#### Short exercise
List every line of the data below that contains the string "balcony", treating uppercase and lowercase as distinct.

#### Region labeling data
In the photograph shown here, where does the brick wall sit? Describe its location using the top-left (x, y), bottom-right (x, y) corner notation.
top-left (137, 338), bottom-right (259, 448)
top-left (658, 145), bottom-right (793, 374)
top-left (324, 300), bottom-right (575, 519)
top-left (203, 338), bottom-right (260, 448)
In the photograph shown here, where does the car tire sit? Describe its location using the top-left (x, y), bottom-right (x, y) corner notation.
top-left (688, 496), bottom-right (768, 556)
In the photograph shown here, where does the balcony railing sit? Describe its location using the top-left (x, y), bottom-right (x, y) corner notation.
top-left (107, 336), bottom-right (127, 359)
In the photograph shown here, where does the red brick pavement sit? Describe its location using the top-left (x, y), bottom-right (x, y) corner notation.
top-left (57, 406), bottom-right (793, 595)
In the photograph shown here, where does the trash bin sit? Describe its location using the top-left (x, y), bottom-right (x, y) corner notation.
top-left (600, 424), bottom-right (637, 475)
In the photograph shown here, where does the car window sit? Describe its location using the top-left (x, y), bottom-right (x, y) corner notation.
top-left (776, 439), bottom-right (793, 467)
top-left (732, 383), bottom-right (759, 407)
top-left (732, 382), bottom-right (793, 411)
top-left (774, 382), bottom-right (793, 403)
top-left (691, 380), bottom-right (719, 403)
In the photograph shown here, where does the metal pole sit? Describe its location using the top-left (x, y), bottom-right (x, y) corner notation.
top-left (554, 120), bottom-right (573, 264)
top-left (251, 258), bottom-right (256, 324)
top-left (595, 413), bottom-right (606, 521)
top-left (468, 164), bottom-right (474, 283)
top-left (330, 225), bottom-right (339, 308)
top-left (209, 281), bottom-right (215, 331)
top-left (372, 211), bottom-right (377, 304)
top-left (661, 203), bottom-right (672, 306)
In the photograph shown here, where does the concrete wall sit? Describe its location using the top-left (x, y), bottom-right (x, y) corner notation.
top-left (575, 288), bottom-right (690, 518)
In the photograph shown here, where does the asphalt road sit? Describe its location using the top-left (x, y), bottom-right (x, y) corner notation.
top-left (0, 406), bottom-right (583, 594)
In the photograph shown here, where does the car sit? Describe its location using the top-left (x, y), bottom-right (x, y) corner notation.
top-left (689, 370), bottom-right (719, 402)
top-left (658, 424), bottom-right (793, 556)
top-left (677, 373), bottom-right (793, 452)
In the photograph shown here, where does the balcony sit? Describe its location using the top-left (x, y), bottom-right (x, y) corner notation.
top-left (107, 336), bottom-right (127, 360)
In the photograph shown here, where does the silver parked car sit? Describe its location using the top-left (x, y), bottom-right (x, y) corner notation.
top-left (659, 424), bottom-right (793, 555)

#### Solution
In the photograph shown here, where does the balcony railing sit? Describe its location using the top-left (x, y), bottom-right (x, y) corner notation.
In the photograph shown here, where does the balcony sit? Describe its location using the top-left (x, y), bottom-right (x, y) corner notation.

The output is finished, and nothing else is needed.